-- BEGIN DATA FOR THIS EXERCISE --
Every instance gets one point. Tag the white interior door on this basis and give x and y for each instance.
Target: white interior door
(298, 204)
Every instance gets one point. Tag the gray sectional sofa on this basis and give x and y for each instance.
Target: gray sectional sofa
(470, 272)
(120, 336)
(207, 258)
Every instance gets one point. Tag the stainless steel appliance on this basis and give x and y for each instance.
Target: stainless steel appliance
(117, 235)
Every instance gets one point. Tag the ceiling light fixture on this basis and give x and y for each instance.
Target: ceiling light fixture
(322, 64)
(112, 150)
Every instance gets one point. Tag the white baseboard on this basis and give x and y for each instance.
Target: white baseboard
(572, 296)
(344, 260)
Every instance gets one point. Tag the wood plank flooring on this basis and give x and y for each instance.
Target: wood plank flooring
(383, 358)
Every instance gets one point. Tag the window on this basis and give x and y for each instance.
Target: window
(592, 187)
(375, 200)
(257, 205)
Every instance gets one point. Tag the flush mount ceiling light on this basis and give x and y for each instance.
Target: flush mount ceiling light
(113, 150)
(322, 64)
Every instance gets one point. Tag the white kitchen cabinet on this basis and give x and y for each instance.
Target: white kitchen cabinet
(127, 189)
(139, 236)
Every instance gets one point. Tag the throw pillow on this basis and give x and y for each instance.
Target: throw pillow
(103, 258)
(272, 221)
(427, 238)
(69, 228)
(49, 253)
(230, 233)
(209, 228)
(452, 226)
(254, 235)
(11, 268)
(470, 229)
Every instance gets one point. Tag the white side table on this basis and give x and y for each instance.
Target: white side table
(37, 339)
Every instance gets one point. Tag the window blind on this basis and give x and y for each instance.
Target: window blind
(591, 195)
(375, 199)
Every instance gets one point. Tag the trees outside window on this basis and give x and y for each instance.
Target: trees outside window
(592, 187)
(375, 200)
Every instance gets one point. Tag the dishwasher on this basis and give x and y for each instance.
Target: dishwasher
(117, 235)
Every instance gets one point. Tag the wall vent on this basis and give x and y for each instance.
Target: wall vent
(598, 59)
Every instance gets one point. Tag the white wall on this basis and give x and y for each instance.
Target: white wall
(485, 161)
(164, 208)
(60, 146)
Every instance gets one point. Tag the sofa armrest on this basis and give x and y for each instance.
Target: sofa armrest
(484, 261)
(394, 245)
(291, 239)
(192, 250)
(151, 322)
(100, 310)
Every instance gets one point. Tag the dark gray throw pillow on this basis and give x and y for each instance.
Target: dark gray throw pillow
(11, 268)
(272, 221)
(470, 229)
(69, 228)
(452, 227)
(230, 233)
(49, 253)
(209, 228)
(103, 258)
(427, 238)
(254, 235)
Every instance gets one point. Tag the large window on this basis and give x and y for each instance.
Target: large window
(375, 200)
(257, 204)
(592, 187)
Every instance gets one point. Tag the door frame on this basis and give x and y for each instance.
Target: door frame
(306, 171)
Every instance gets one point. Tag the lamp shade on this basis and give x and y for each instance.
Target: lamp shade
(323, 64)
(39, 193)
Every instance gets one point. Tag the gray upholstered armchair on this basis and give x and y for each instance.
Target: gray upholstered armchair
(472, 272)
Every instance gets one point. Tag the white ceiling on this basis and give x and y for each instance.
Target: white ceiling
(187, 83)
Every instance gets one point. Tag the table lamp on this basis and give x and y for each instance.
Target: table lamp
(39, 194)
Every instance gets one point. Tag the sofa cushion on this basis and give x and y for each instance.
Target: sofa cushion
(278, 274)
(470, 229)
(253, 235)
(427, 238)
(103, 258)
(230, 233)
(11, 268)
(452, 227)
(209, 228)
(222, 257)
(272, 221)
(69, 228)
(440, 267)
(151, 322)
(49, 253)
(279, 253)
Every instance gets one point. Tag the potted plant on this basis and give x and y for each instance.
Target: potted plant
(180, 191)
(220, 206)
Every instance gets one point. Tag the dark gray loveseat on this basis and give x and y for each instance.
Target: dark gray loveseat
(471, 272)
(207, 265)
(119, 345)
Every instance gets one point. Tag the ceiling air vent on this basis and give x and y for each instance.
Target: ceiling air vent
-- END DATA FOR THIS EXERCISE --
Can you repeat the material from the line containing "Every instance gets one point. Tag the dark gray loveseat" through the end of the material, with "loveseat" changed to "couch" and nothing else altered?

• **TASK RESULT**:
Every instance gets one point. Tag the dark gray couch on this basis and give x and y for each instance.
Target: dark gray couch
(471, 272)
(207, 265)
(119, 345)
Every instance gets one point. Tag the ceiling air vent on this basis and give x and y for each instance.
Target: ceiling air vent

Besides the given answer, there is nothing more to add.